[Instructions for the task]
Set out the data below as a numbered list, from its first line through the line with "[0,348,458,768]", both included. Skip blank lines and leave out the pictures.

Entries drawn from a collection
------------------------------------

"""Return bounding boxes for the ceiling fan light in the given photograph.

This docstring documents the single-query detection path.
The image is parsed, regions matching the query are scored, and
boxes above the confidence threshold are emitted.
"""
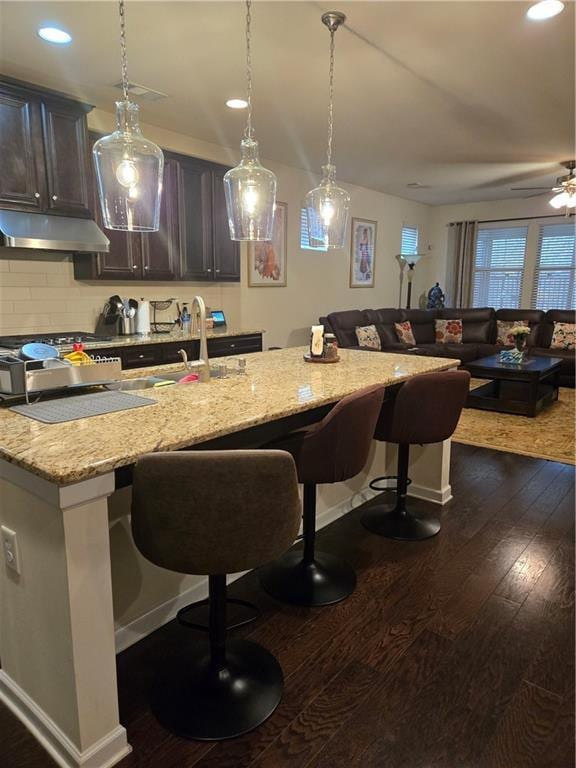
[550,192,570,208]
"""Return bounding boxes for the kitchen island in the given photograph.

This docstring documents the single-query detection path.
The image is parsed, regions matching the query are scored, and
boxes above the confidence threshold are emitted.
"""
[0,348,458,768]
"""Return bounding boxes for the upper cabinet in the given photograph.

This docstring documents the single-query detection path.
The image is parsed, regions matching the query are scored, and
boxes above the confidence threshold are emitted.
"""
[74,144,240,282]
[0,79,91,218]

------------------------------------

[The completed task]
1. """Return bounding boxes for the ceiling fan light in the given photograph.
2. This docstring documents the single-query detection path.
3. The image is parsed, regions matching the query are scored, and
4. boxes above the confidence threshold are emitted.
5. """
6. [550,192,570,208]
7. """Return bounding boxes for the kitchen island in the given photograph.
8. This docstring documents the single-query detection path.
9. The image is parsed, regions matching the query are scored, and
10. boxes above the confidence threshold are emitted.
11. """
12. [0,348,458,768]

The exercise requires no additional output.